Aim of the task: Without altering anything, output the material below.

The input:
** START **
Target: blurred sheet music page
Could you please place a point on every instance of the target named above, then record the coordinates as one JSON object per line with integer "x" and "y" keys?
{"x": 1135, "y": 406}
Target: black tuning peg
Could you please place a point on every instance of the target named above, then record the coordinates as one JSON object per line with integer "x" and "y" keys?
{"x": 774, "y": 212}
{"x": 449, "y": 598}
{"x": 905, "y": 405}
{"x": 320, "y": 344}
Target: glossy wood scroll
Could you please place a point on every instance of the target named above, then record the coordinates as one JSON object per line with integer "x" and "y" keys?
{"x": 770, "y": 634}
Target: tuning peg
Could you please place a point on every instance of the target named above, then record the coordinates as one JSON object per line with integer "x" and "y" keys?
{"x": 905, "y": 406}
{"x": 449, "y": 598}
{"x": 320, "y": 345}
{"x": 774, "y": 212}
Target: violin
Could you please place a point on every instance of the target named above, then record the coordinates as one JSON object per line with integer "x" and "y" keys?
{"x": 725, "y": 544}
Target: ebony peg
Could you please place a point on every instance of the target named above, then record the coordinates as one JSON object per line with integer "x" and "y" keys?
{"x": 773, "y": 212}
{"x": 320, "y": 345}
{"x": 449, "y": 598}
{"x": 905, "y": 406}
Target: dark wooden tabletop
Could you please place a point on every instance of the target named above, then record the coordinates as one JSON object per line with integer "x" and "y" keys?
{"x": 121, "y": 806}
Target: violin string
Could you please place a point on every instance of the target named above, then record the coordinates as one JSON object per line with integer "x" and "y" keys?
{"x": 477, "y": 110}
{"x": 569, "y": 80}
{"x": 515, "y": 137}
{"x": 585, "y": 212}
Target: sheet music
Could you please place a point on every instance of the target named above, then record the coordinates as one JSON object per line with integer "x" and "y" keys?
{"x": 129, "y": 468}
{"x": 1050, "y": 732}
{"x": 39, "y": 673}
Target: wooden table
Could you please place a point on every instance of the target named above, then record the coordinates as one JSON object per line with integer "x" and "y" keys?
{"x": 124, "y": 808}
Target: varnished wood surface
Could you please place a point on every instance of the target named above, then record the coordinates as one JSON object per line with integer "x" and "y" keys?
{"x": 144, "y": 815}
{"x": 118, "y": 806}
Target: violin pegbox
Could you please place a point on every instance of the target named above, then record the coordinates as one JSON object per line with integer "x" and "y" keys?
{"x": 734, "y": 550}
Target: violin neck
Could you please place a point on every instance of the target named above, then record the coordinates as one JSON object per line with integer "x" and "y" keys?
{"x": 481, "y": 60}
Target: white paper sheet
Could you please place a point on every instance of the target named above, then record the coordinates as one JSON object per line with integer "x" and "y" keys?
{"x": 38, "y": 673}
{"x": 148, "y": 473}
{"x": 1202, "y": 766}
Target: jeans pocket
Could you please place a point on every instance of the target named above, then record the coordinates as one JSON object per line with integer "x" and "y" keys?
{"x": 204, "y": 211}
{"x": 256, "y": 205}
** END **
Finished task:
Target: blurred sheet music page
Could you please place a point on every instance of the target named above, then record the coordinates as one JSON object per line with integer "x" and "y" keys?
{"x": 1135, "y": 406}
Target: black tuning peg
Could you please place a point on every instance of the target named above, then record the coordinates as one JSON object per line with integer "x" and "y" keys?
{"x": 774, "y": 212}
{"x": 449, "y": 598}
{"x": 905, "y": 405}
{"x": 320, "y": 344}
Target: glossy wood scroll
Could you please place a point on every instance of the target named above, then record the coordinates as one JSON object per line with integer "x" and "y" keys?
{"x": 770, "y": 634}
Target: tuning peg
Could you please place a point on every instance of the target named above, then record the coordinates as one JSON object per line with integer "x" and "y" keys?
{"x": 905, "y": 406}
{"x": 449, "y": 598}
{"x": 320, "y": 345}
{"x": 774, "y": 212}
Target: violin
Could you please place a point on every instance of the target named above, then record the coordinates as one JSON object per line with integer "x" and "y" keys?
{"x": 725, "y": 544}
Target: ebony peg
Could you please place a point on every instance of the target named above, then record the coordinates as one JSON object per line with integer "x" and "y" keys?
{"x": 773, "y": 212}
{"x": 320, "y": 345}
{"x": 449, "y": 598}
{"x": 905, "y": 406}
Target: dark wooden tabletop
Could you please place a point on every instance of the target named above, then record the coordinates as one JSON object per line with integer "x" and "y" keys?
{"x": 121, "y": 806}
Target: violin string
Could you please place a point on every instance of the target named above, then record the coordinates as one JSON object per line with integer "x" and "y" keys?
{"x": 477, "y": 110}
{"x": 569, "y": 80}
{"x": 515, "y": 137}
{"x": 585, "y": 212}
Target: sheet music
Could you please place a point on every instance of the target named above, then record the coordinates as one JSON object per line with integer "x" and "y" keys?
{"x": 129, "y": 468}
{"x": 1050, "y": 732}
{"x": 39, "y": 673}
Target: wooden table
Could you please place a point on every instance of the target named above, then record the coordinates as one JSON object per line with integer "x" and "y" keys?
{"x": 124, "y": 808}
Target: varnished wood surface
Could you please place a point on every instance of the target named above, then record the coordinates as one JSON object per line with integer "x" and "y" keys?
{"x": 144, "y": 815}
{"x": 118, "y": 806}
Target: violin pegbox
Could you please place a point on every instance of the target named above, then record the coordinates as one JSON object per line with integer "x" and "y" keys?
{"x": 734, "y": 550}
Target: violin neck
Could you please place a point on every instance of the target named above, then record the coordinates as one JSON object per line with integer "x" and "y" keys?
{"x": 481, "y": 60}
Target: white paper sheet
Could you please place a point on every instance of the target named above, then record the coordinates as one JSON object per line with integer "x" and "y" keys?
{"x": 38, "y": 673}
{"x": 148, "y": 473}
{"x": 1202, "y": 766}
Target: jeans pocket
Could you please place a point on every instance of the target named above, then record the coordinates as one JSON object per line with integer "x" and "y" keys?
{"x": 204, "y": 211}
{"x": 256, "y": 205}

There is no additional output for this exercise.